Data supplied:
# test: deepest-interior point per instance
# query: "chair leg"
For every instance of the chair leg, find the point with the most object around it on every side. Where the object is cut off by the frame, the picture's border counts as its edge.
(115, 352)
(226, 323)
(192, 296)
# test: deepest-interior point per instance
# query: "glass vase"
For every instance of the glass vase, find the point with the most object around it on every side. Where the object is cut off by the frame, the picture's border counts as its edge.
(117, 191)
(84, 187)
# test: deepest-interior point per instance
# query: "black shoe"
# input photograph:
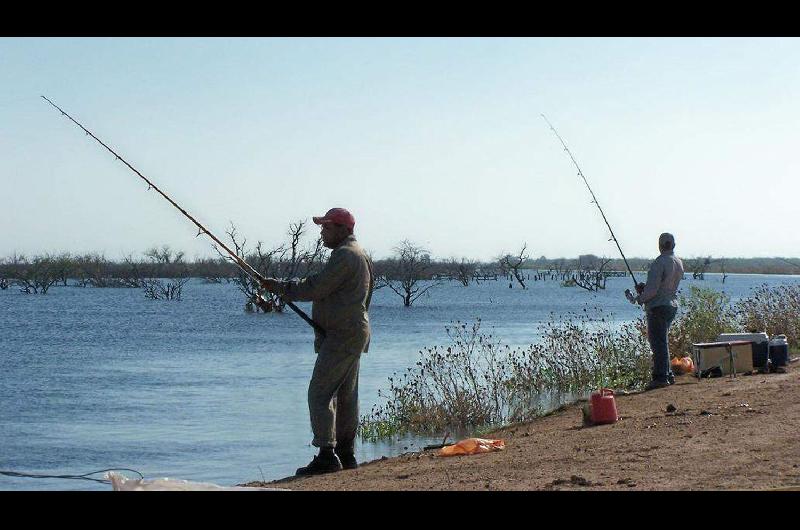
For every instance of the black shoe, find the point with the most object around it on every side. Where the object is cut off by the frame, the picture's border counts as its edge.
(347, 458)
(652, 385)
(324, 462)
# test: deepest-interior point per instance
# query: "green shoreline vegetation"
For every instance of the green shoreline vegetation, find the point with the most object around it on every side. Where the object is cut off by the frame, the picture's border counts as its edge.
(476, 383)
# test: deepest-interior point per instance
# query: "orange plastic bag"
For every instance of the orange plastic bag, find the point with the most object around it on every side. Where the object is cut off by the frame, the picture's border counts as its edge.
(472, 446)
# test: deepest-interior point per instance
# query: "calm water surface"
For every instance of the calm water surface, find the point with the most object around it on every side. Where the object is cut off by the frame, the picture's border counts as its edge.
(200, 390)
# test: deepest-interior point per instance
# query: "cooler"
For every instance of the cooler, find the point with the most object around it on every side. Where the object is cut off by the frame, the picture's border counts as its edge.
(779, 350)
(731, 357)
(760, 345)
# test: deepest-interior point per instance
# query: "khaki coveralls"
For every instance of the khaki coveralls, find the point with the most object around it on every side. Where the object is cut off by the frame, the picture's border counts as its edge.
(341, 294)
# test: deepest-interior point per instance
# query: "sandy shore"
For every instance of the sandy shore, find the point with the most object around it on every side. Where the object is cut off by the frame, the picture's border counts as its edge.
(725, 433)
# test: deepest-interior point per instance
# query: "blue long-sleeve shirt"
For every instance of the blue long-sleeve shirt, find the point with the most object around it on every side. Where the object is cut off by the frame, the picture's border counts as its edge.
(663, 278)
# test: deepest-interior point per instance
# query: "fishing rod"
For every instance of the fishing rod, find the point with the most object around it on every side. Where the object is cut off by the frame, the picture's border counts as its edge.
(243, 265)
(594, 199)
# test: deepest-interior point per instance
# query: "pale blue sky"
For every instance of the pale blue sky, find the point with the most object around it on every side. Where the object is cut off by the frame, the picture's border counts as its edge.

Your goal: Write out each entry exactly as given, but skip the pictures.

The solution:
# test: deepest-interior point per instance
# query: "chair leg"
For every instance of the chair leg, find the point with the most object around it on every side. Where the object is cut off by the frame, the picture's border counts as its edge.
(115, 352)
(226, 323)
(192, 296)
# test: deepest-interior point per instance
# query: "glass vase"
For every instance of the glass vase, find the point with the most object around it on every side. Where the object is cut off by the frame, the picture's border counts as its edge.
(117, 191)
(84, 187)
# test: deepest-interior point per instance
# query: "black shoe"
# input photograph:
For every instance of the black shoe, find the point with the most object around it on every side. Where the object is cut off by the frame, the picture's border counts as its edge.
(347, 458)
(652, 385)
(324, 462)
# test: deepest-interior point per instance
# query: "green shoreline vegetation"
For every instance of the green shoreline vegetation, find the point with the most object around it on every side. Where the object is cut off by the frame, the picture's border counts as its edge.
(476, 383)
# test: deepest-interior point per instance
# query: "orange plastic bag"
For every instance of the orange plastic bag, find the point with the most object around it on every side. Where the object is cut off by the frame, the picture's border counts as its edge.
(472, 446)
# test: deepest-interior point per instance
# query: "calm water surface"
For every instance of the calm water surface, find the point with the most object around it on every side. Where the object is cut off by the frame, the picture's border counts as its edge.
(200, 390)
# test: deepest-interior point per instance
# query: "cooler"
For every instance of the cooler, find the point with the most object around it on every side. Where the object is cut off by the frame, the picture's border counts as its edge.
(779, 350)
(731, 357)
(760, 345)
# test: deepest-interior point per instance
# query: "khaki coveralls"
For every instance of the khaki coveralls, find the point with the most object around it on every side. Where the object is cut off by the frame, the picture's border counts as its edge.
(341, 294)
# test: deepest-interior point per instance
# query: "sandy shore"
For every instance of the sandy shore, find the point with the most object around it on every side. Where the object is cut off by the frame, the picture's border counts as its edge.
(725, 433)
# test: deepest-interior point per instance
# query: "blue long-sleeve shirt"
For every instance of the blue long-sleeve shirt, find the point with the most object around it on every side. Where the object is cut off by the frame, the picture's border counts as its edge.
(663, 278)
# test: deepest-interior point per instance
# query: "fishing rod"
For every instance of the fishing rod, find the point with the most object around it on every side. Where the object is cut off by the frame, the picture's border counts as its edge.
(243, 265)
(594, 199)
# test: deepest-interior point per instance
# query: "pale blue sky"
For every instance of the pale blue sky, find the point with the most object around it on every side. Where the object is cut off by the frame, the picture's border counts as its edge.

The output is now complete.